* _取り組む課題_: 犬の目のアレルギーを扱った文章を、最後の文に続けて書き進めること。

主なポイント
- アレルギー性結膜炎は、目の充血やかゆみを伴う疾患です。通常、木や草の花粉、カビ、特定の布地や素材、ホコリやダニ、ノミ、フケ、毛、羽毛、コロンや香水、家庭用洗剤、特定の薬剤などの環境要因によって引き起こされます。
- アレルギー性結膜炎の症状は通常軽度で、患部の目を細めたり、涙を過剰に分泌したり、片目または両目から分泌物が出たり、顔をかいたりします。
- 犬の目のアレルギーの治療には、滅菌生理食塩水の点眼、ステロイドの点眼、またはベナドリル:Benadryl(日本ではレスタミンという薬が同成分)というアレルギー症状緩和薬が使用されています。また、犬のアレルギーの自然療法としてVitaminAオイルを試すこともできます。
愛犬が目を赤くしていて、その原因が何なのか気になって検索し、ここに辿り着いた方が多いことでしょう。犬のアレルギーは、ペットの皮膚や腸管に関連する症状として表れることがほとんどですが、目が赤くなったり、目やにや涙が出たりすることもあります。
目の充血は、医学用語で「アレルギー性結膜炎」といい、花粉やカビなどの環境要因に反応して起こる目の炎症症状です。アレルギー性皮膚炎を患っている犬は、アレルギー歴のない犬に比べてアレルギー性結膜炎になりやすいと言われています。
愛犬がアレルギー性結膜炎にかかっているかもしれないと思ったら、同じ症状を呈する他のより深刻な病気の可能性を排除するために、獣医師の診察を受けてください。
この記事では、犬の目のアレルギー、その治療法、改善策について知っておくべきことをすべてお伝えします。

* _演習データ_:
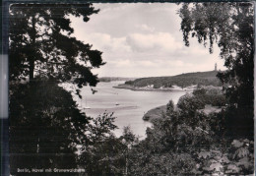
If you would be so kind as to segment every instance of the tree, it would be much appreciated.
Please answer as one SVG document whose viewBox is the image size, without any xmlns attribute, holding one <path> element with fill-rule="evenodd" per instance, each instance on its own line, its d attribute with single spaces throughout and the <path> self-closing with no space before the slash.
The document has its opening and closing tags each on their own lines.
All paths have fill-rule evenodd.
<svg viewBox="0 0 256 176">
<path fill-rule="evenodd" d="M 230 135 L 253 138 L 253 19 L 252 3 L 184 3 L 179 10 L 186 46 L 196 37 L 209 51 L 221 49 L 226 71 L 218 74 L 228 100 L 226 124 Z M 246 130 L 245 130 L 246 129 Z"/>
<path fill-rule="evenodd" d="M 82 88 L 98 82 L 92 69 L 104 64 L 101 52 L 71 36 L 69 19 L 88 22 L 98 10 L 92 4 L 24 3 L 12 4 L 9 12 L 11 172 L 76 168 L 77 147 L 92 145 L 95 132 L 91 118 L 58 84 Z M 113 128 L 107 117 L 101 123 Z"/>
<path fill-rule="evenodd" d="M 90 141 L 84 132 L 91 118 L 67 90 L 53 82 L 21 85 L 10 109 L 12 174 L 17 168 L 77 168 L 77 145 Z"/>
</svg>

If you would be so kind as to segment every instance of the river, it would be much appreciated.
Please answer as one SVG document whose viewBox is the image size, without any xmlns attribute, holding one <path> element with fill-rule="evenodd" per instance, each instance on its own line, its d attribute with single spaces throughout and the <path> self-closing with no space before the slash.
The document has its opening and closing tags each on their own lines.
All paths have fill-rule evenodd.
<svg viewBox="0 0 256 176">
<path fill-rule="evenodd" d="M 140 139 L 144 139 L 147 127 L 152 125 L 142 119 L 144 113 L 152 108 L 167 104 L 170 99 L 177 103 L 179 97 L 186 93 L 183 90 L 134 91 L 113 88 L 123 83 L 100 82 L 96 88 L 94 88 L 97 91 L 95 94 L 92 93 L 90 88 L 86 87 L 81 90 L 82 99 L 74 96 L 79 108 L 88 116 L 96 117 L 105 111 L 114 112 L 113 116 L 116 117 L 114 124 L 118 126 L 118 129 L 113 133 L 117 137 L 122 135 L 124 126 L 130 126 L 134 134 L 138 135 Z"/>
</svg>

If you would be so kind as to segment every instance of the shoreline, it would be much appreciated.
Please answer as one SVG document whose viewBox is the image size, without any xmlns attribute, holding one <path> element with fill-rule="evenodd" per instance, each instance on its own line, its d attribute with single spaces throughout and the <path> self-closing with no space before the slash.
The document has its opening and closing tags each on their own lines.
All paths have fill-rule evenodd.
<svg viewBox="0 0 256 176">
<path fill-rule="evenodd" d="M 145 87 L 132 87 L 129 85 L 118 85 L 113 87 L 114 88 L 123 88 L 123 89 L 131 89 L 134 91 L 193 91 L 196 88 L 195 87 L 186 87 L 181 88 L 180 87 L 176 88 L 145 88 Z"/>
</svg>

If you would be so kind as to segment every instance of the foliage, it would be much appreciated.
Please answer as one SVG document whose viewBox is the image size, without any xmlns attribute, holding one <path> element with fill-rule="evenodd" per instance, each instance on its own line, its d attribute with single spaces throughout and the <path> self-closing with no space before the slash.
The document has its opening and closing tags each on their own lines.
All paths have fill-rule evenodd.
<svg viewBox="0 0 256 176">
<path fill-rule="evenodd" d="M 232 134 L 253 138 L 253 69 L 254 69 L 254 8 L 250 2 L 236 3 L 184 3 L 179 10 L 181 30 L 186 46 L 189 37 L 196 37 L 210 53 L 214 43 L 221 49 L 226 71 L 219 73 L 224 88 L 230 113 Z M 236 123 L 233 123 L 236 122 Z M 247 129 L 246 133 L 235 131 L 235 126 Z M 245 131 L 245 130 L 244 130 Z"/>
<path fill-rule="evenodd" d="M 218 88 L 197 88 L 193 91 L 195 98 L 203 101 L 204 104 L 210 104 L 212 106 L 224 106 L 226 100 L 221 89 Z"/>
<path fill-rule="evenodd" d="M 216 78 L 216 71 L 187 73 L 172 77 L 141 78 L 134 81 L 127 81 L 125 84 L 132 85 L 134 87 L 147 87 L 153 85 L 154 88 L 159 88 L 160 87 L 171 88 L 174 85 L 181 88 L 192 85 L 221 86 L 221 82 Z"/>
<path fill-rule="evenodd" d="M 69 16 L 97 13 L 92 4 L 12 4 L 9 23 L 10 81 L 33 81 L 34 76 L 96 86 L 91 70 L 103 65 L 101 52 L 72 37 Z"/>
<path fill-rule="evenodd" d="M 174 111 L 174 103 L 172 100 L 169 100 L 169 102 L 166 104 L 166 114 L 170 115 L 172 114 Z"/>
<path fill-rule="evenodd" d="M 177 107 L 184 116 L 193 117 L 198 109 L 203 109 L 205 107 L 205 103 L 202 99 L 186 93 L 179 98 Z"/>
<path fill-rule="evenodd" d="M 20 85 L 10 97 L 11 173 L 17 168 L 77 168 L 77 145 L 89 121 L 52 82 Z"/>
</svg>

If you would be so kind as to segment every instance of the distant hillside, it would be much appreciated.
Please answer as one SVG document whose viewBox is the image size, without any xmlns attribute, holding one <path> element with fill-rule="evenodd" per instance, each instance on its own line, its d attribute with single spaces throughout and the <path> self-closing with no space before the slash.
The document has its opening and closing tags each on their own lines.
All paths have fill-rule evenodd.
<svg viewBox="0 0 256 176">
<path fill-rule="evenodd" d="M 141 78 L 134 81 L 127 81 L 125 85 L 135 88 L 152 87 L 153 88 L 173 88 L 178 86 L 181 88 L 198 86 L 222 86 L 216 77 L 218 71 L 187 73 L 171 77 L 150 77 Z"/>
<path fill-rule="evenodd" d="M 99 82 L 117 82 L 117 81 L 133 81 L 135 78 L 123 78 L 123 77 L 101 77 Z"/>
</svg>

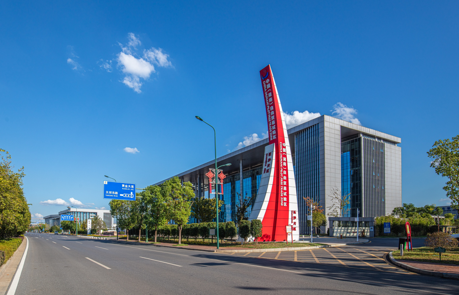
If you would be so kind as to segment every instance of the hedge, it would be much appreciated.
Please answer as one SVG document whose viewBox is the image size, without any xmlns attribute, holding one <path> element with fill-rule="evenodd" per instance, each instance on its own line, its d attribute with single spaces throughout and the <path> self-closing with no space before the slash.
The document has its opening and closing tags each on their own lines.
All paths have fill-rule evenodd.
<svg viewBox="0 0 459 295">
<path fill-rule="evenodd" d="M 217 223 L 214 222 L 202 223 L 190 223 L 184 224 L 182 228 L 182 237 L 189 240 L 190 238 L 196 239 L 201 238 L 203 241 L 204 239 L 208 239 L 209 230 L 215 228 Z M 224 239 L 233 239 L 236 236 L 236 225 L 234 222 L 229 221 L 218 223 L 218 237 L 222 240 Z M 179 235 L 179 230 L 176 224 L 167 224 L 160 227 L 158 228 L 158 234 L 163 238 L 170 237 L 175 239 Z M 216 237 L 214 236 L 213 237 Z"/>
<path fill-rule="evenodd" d="M 0 240 L 0 252 L 4 252 L 4 255 L 0 254 L 0 265 L 6 262 L 10 257 L 13 256 L 14 251 L 17 249 L 22 242 L 22 239 L 20 238 L 13 238 Z"/>
</svg>

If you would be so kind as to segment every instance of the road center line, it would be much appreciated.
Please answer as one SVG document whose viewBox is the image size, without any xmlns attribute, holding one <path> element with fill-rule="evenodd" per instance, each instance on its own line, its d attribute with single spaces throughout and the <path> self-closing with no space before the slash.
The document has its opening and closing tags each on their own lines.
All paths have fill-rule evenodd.
<svg viewBox="0 0 459 295">
<path fill-rule="evenodd" d="M 99 263 L 99 262 L 97 262 L 97 261 L 95 261 L 93 260 L 92 259 L 91 259 L 91 258 L 88 258 L 87 257 L 84 257 L 84 258 L 86 258 L 86 259 L 89 259 L 90 260 L 90 261 L 92 261 L 92 262 L 94 262 L 95 263 L 97 263 L 97 264 L 99 264 L 99 265 L 100 265 L 101 266 L 101 267 L 105 267 L 105 268 L 106 268 L 107 269 L 111 269 L 111 268 L 110 268 L 110 267 L 106 267 L 106 266 L 105 266 L 105 265 L 103 265 L 103 264 L 102 264 L 102 263 Z"/>
<path fill-rule="evenodd" d="M 145 258 L 146 259 L 149 259 L 150 260 L 153 260 L 153 261 L 157 261 L 158 262 L 162 262 L 163 263 L 167 263 L 168 264 L 170 264 L 171 265 L 175 265 L 175 266 L 179 266 L 181 267 L 182 267 L 181 265 L 177 265 L 177 264 L 174 264 L 174 263 L 169 263 L 169 262 L 164 262 L 163 261 L 161 261 L 160 260 L 156 260 L 155 259 L 152 259 L 151 258 L 147 258 L 146 257 L 142 257 L 141 256 L 139 256 L 139 257 L 140 257 L 141 258 Z"/>
</svg>

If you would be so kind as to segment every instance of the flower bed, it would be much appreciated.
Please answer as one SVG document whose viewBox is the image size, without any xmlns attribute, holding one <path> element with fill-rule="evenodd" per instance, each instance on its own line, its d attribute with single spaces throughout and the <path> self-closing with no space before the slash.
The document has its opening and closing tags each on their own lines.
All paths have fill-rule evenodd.
<svg viewBox="0 0 459 295">
<path fill-rule="evenodd" d="M 456 248 L 446 253 L 442 253 L 442 261 L 440 261 L 439 253 L 431 248 L 421 247 L 415 248 L 413 251 L 403 250 L 403 256 L 400 256 L 400 250 L 393 251 L 392 255 L 394 258 L 401 260 L 411 260 L 426 262 L 459 264 L 459 248 Z"/>
</svg>

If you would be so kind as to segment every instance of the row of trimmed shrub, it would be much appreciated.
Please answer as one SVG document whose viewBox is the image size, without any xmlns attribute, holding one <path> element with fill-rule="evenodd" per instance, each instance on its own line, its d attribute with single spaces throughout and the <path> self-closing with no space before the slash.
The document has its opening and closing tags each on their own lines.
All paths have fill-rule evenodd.
<svg viewBox="0 0 459 295">
<path fill-rule="evenodd" d="M 188 240 L 190 238 L 201 238 L 204 241 L 209 239 L 209 230 L 217 227 L 217 223 L 207 222 L 200 223 L 184 224 L 182 228 L 182 239 L 186 238 Z M 237 234 L 236 225 L 233 221 L 218 223 L 218 237 L 224 239 L 233 239 Z M 179 228 L 176 224 L 167 224 L 158 229 L 158 234 L 165 238 L 173 237 L 174 239 L 179 236 Z"/>
<path fill-rule="evenodd" d="M 375 218 L 375 235 L 404 235 L 405 223 L 409 223 L 412 236 L 425 235 L 428 233 L 433 233 L 438 230 L 438 225 L 431 217 L 417 217 L 410 218 L 400 218 L 393 216 L 381 216 Z M 390 234 L 385 234 L 384 223 L 391 223 Z"/>
</svg>

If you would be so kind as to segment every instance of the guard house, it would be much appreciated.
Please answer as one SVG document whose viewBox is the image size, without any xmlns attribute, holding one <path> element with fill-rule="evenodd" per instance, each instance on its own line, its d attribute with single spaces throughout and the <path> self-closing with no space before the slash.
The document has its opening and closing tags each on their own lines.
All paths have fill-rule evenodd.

* _課題の結果_:
目次
犬の目のアレルギーの原因
犬の目のアレルギーは、さまざまな環境要因によって引き起こされます。これらの要因には、木や草の花粉、カビ、特定の布地や素材、ほこりやダニ、ノミ、タバコの煙、ふけ、毛、羽毛、コロンや香水、家庭用クリーニング製品、殺虫シャンプーやノミ治療薬などの特定の薬が含まれます。
アレルギー反応はすぐには起こらないことが多いので、原因を突き止めるのが難しい場合があります。犬のアレルギーの原因を解明するためには、獣医師の助けが必要になるかもしれません。
アレルギー性結膜炎の症状
犬がアレルギー性結膜炎にかかった場合、通常は症状は軽度で、根本的な原因を突き止めれば簡単に症状を軽減することができます。アレルギー性結膜炎の最も明確な兆候は、両目の充血です。その他の症状には以下のものがあります。
- 患部の目を細める
- 過剰な涙の分泌
- 片目または両目からの分泌物
- 顔をかきむしる
犬の目ヤニは透明で水のようなものでなければなりませんが、色がついていたり、乳液のようになっている場合は、感染症やより深刻な目の問題を示している可能性があります。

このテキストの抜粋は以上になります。